§ Exercise requirements
A: Please translate this sentence from the excerpt on prison strip-frisk searches into Spanish: "The justification put forward for the strip-frisk search is to prevent contraband from being introduced into the prison."
B: In the excerpt on prison strip-frisk searches, how long had the testifying guard served as a correction officer?
C: Carry on the excerpt on prison strip-frisk searches from its final sentence.

§ Document excerpt
The justification put forward for the strip-frisk search is to prevent contraband from being introduced into the prison. The testimony adduced by the state showed that one guard, who had been a correction officer for 8 years and 7 months, had discovered on one strip-frisk search a marijuana cigarette taped behind the testicles of an inmate; in another case, he had found a band aid enclosing a $10 bill taped to the inside of a man's leg, and in a third case, he had discovered money hidden in an inmate's jock strap. The jock strap incident can immediately be put to one side -- the discovery of the money could have been accomplished by a simple search of the man's clothing after he had undressed. The incident involving contraband being taped to the inside of the inmate's leg was also discoverable by less intrusive means, such as a close inspection of the inmate's naked body. Only in the case of the marijuana cigarette enclosed in a band aid taped behind the inmate's testicles was there any real possibility that a simple, close look at the inmate's naked body would not reveal the contraband. The one possibility in the 8 years and 7 months experience of a guard who must have participated in innumerable strip-frisk searches is very little proof of the need for a procedure which is as degrading and dehumanizing to both inmates and guards as that involved here.

§ Provided records
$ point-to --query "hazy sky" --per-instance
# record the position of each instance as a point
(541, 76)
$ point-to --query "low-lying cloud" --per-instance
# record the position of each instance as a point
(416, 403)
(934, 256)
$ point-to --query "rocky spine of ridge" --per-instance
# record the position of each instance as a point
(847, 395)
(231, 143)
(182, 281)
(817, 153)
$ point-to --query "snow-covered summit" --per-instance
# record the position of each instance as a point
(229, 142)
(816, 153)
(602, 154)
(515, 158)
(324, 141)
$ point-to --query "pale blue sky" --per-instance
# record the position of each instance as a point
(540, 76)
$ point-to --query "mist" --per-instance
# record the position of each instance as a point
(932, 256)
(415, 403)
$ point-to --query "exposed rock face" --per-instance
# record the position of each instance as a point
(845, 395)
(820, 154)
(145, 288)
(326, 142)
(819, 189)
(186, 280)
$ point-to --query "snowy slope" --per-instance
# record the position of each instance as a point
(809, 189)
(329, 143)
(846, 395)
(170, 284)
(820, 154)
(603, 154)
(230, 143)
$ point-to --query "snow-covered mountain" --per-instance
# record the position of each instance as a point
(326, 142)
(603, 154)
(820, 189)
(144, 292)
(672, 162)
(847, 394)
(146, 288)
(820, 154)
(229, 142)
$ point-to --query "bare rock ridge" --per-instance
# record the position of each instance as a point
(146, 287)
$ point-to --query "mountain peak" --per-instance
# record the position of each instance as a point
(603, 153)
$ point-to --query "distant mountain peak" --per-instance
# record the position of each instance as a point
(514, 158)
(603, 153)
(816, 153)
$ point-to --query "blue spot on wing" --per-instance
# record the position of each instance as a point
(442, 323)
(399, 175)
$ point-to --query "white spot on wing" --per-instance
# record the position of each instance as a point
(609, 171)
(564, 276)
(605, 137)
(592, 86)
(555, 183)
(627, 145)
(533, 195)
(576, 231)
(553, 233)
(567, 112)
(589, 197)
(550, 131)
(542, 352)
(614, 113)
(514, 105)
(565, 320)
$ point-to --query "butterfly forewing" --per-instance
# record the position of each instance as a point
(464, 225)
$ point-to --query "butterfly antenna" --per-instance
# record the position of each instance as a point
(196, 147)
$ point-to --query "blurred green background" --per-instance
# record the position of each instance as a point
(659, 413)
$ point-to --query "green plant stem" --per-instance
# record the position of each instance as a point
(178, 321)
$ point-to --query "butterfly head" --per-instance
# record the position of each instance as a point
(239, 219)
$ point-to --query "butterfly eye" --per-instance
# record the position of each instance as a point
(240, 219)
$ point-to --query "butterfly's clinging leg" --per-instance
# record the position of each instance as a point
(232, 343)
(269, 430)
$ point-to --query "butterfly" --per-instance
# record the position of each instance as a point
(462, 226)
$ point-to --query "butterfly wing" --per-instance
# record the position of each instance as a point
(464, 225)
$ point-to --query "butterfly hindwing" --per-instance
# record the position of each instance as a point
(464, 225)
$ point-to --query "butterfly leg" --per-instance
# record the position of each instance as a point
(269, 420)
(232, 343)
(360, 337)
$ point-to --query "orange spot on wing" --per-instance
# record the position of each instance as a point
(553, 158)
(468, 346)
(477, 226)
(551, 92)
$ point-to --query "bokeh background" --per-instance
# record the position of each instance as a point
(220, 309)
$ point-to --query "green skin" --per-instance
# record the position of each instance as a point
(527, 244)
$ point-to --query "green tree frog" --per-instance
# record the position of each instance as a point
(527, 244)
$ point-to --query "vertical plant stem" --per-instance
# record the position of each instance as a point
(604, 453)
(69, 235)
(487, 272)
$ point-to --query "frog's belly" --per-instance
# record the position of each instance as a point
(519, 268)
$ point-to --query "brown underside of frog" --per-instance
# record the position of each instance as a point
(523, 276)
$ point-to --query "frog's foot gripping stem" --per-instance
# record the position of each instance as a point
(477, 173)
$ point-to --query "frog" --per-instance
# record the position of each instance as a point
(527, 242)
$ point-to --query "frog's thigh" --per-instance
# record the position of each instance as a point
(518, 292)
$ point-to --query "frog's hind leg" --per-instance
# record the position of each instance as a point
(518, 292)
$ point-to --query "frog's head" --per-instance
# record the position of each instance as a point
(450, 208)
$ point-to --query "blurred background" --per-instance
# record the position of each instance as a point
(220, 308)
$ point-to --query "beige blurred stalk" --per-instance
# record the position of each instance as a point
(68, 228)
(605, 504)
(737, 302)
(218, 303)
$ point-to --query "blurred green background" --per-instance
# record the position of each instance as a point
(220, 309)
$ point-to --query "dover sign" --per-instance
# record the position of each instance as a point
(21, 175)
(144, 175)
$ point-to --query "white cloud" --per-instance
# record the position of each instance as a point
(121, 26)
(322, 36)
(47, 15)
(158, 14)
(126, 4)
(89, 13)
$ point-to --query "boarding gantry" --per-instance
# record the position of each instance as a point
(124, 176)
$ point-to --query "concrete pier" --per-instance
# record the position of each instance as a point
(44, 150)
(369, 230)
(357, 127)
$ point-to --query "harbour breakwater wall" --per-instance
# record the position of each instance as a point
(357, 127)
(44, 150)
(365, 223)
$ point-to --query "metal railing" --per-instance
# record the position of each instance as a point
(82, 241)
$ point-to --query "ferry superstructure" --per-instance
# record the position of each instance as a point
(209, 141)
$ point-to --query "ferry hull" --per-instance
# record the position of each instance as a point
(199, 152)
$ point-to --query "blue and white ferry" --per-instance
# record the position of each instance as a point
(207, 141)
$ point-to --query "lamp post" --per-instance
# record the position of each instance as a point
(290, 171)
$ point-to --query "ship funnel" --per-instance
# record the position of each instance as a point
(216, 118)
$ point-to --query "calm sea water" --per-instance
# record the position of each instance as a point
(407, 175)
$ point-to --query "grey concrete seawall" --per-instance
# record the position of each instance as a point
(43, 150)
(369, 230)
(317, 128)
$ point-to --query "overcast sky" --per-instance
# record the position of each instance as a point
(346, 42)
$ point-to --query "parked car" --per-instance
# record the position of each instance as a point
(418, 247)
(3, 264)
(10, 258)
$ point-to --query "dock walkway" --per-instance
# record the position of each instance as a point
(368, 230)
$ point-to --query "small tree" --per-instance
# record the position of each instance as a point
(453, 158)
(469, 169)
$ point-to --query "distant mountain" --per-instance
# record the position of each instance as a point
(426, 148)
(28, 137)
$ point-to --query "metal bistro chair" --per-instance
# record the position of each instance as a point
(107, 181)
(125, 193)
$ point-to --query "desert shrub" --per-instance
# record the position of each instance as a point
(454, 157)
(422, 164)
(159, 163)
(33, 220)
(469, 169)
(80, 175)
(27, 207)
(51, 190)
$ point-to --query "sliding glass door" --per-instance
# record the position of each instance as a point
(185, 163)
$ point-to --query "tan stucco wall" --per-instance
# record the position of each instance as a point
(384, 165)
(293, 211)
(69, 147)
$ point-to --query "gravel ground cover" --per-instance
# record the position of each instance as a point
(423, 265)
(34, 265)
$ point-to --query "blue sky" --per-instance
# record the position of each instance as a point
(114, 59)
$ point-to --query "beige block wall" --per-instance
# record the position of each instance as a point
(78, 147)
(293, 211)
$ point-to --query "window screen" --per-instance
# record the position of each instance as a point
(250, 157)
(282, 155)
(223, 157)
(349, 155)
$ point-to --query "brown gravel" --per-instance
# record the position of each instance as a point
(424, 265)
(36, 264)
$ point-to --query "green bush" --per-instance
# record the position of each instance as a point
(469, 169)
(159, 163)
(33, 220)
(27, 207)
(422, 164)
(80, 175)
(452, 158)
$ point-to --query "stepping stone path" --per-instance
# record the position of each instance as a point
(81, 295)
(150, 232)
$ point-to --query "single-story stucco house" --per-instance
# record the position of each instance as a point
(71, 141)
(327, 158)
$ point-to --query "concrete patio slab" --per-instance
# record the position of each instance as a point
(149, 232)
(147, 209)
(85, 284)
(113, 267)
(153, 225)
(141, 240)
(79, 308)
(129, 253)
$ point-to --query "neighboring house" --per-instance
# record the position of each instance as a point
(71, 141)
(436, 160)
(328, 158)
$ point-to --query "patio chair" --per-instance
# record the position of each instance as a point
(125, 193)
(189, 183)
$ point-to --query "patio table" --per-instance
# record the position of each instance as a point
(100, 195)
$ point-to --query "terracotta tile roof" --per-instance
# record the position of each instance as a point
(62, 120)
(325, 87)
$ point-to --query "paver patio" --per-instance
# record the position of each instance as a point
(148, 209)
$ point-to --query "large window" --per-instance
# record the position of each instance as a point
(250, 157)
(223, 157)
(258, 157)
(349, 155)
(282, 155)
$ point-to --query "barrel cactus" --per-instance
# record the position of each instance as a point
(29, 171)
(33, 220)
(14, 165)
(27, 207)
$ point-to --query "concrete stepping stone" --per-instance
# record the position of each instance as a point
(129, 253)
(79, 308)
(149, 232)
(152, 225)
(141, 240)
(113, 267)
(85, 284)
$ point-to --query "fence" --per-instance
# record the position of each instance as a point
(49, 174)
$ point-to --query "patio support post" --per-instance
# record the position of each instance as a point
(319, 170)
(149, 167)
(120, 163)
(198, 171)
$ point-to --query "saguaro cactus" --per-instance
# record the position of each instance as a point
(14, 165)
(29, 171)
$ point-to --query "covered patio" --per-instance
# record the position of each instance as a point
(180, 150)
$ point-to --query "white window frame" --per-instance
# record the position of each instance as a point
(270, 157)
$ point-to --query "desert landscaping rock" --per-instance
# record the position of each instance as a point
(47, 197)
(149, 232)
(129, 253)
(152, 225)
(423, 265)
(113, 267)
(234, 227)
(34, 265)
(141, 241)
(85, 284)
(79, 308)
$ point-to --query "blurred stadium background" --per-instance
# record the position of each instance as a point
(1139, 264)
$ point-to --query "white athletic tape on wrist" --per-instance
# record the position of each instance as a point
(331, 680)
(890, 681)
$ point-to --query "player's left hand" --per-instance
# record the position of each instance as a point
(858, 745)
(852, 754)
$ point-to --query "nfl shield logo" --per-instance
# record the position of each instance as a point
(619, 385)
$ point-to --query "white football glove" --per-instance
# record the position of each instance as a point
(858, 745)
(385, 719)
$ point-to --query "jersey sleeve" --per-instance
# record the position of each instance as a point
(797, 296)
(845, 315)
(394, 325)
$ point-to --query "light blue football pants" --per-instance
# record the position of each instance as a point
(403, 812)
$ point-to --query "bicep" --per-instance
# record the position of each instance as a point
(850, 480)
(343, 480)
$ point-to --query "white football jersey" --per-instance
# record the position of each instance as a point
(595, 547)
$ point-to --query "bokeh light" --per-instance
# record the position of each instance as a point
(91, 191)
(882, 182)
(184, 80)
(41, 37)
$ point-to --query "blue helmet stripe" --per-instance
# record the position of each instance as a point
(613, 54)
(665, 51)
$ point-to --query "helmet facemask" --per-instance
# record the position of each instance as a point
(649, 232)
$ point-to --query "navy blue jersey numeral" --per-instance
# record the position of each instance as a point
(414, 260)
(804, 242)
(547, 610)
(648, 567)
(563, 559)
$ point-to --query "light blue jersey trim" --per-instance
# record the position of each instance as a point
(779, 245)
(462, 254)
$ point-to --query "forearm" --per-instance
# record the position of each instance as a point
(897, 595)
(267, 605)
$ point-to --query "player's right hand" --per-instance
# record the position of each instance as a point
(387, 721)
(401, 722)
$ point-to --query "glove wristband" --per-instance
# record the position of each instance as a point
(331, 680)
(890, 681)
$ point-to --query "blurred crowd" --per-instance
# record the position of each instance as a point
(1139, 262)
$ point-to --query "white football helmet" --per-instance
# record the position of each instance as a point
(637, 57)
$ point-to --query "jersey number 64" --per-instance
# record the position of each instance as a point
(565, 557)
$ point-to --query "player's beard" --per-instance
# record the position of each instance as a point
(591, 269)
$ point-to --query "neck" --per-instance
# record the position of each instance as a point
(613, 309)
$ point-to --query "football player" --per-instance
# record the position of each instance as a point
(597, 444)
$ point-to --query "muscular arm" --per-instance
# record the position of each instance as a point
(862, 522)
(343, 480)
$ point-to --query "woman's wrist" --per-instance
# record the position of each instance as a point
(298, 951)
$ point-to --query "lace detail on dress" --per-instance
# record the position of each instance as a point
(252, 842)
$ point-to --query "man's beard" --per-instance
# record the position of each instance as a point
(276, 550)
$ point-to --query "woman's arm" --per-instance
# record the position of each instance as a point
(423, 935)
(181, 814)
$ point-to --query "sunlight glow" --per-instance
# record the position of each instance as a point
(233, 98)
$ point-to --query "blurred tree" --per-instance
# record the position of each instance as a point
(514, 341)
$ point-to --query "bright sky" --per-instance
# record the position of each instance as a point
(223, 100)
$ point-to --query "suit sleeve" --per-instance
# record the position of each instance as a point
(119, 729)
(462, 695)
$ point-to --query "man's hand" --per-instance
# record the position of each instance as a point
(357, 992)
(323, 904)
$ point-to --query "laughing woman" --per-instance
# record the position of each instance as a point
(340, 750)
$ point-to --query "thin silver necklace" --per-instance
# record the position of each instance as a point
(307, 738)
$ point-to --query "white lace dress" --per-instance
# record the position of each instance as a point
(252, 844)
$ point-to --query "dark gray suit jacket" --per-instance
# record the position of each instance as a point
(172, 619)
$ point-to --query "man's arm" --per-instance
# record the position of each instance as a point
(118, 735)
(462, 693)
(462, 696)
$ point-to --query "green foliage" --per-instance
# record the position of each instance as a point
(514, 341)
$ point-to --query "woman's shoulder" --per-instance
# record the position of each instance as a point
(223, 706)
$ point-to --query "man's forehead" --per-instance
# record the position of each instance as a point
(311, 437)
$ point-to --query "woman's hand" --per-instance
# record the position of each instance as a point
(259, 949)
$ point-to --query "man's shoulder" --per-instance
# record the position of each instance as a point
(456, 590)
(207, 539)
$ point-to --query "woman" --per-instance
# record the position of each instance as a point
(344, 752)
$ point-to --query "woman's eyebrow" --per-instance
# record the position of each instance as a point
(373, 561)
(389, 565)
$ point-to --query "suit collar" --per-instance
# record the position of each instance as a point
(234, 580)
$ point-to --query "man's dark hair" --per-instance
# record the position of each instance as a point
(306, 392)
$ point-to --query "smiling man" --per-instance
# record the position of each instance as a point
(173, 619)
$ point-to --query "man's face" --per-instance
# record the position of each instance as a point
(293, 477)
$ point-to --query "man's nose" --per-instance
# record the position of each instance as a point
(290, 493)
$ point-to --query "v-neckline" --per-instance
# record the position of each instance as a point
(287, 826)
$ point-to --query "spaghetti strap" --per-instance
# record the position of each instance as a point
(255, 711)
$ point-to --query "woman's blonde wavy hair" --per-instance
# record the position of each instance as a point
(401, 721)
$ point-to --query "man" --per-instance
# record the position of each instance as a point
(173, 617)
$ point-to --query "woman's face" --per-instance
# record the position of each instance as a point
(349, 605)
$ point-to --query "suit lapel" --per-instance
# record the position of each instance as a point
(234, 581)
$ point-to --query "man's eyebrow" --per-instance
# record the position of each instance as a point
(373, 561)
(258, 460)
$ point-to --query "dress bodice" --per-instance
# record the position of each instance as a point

§ Solved problems
A: La justificación que se esgrime para el registro con desnudo integral es impedir que se introduzca contrabando en la prisión.

B: 8 years and 7 months.

C:
An individual who is convicted of a crime and imprisoned does not lose all claim to the protections of the Constitution. While he does forfeit considerable portions of the rights available to those outside the prison walls, that surrender is not total, and some residuum of his constitutional guarantees survives. See Bonner v. Coughlin, 517 F.2d 1311, 1316 (7th Cir. 1975) (Stevens, J.). Indeed, it seems to have become accepted doctrine that prisoners retain all of their constitutional rights except those that must be impinged upon for purposes of security and rehabilitation. James v. Wallace, 382 F. Supp. 1177, 1180 (M.D. Ala. 1974), citing Jones v. Wittenberg, 323 F. Supp. 93, 98 (N.D. Ohio 1971), aff'd sub nom., Jones v. Metzger, 456 F.2d 854 (6th Cir. 1972). It is clear that a prisoner must submit to reasonable discipline. Blake v. Pryse, 315 F. Supp. 625, 626 (D. Minn. 1970), aff'd, 444 F.2d 218 (8th Cir. 1971) (per curiam). "Yet, few will dispute that, whatever the circumstances, the existence of a realm in which privacy is safeguarded is fundamental to decent treatment of an inmate. . . . Indeed, every effort should be made to preserve those conditions which foster human dignity." Wolfish v. Levi, 573 F.2d 118 at 131, (2d Cir., 1978).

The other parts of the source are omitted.